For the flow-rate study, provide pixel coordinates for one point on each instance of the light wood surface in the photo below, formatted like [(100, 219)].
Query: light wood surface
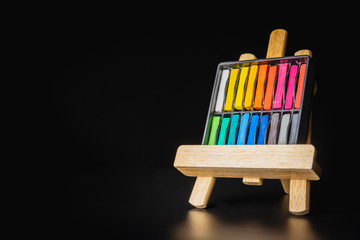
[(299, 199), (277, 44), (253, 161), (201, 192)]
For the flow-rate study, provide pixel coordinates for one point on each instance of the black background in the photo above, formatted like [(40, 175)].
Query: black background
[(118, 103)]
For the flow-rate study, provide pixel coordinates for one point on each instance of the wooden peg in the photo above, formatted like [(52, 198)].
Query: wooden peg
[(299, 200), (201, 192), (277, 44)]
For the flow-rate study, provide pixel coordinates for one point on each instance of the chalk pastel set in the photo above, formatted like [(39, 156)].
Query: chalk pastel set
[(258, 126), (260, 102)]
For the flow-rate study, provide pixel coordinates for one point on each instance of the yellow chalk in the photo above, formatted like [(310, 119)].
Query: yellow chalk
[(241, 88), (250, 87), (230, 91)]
========
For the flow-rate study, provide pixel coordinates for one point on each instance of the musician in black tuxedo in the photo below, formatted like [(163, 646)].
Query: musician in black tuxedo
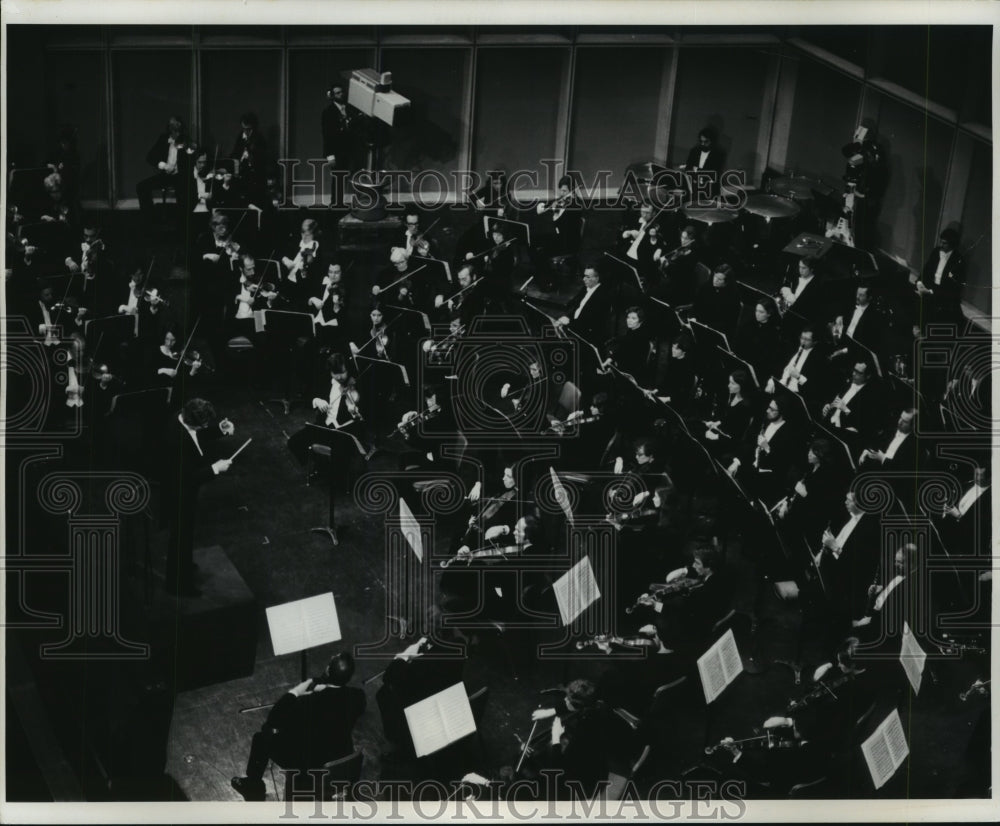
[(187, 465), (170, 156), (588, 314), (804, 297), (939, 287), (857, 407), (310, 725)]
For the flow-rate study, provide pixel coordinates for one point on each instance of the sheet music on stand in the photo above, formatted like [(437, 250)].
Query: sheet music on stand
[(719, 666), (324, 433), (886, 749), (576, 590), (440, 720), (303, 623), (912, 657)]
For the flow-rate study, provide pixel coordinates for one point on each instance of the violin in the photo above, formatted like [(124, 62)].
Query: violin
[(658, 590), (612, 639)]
========
◆ Short problem: Reproduce the data from the line containing "like [(310, 119)]." down to the line containing "[(241, 88), (250, 87), (230, 91)]", both included, and substitute "yellow crayon" for every occurrence of "yellow chalk". Leave all other text unchanged.

◆ Solution below:
For the flow-rate study, provide pixel coordinates for one point on each instance of the yellow crayon in the photo above, formatted like [(310, 119)].
Query: yellow crayon
[(241, 88), (250, 87), (230, 91)]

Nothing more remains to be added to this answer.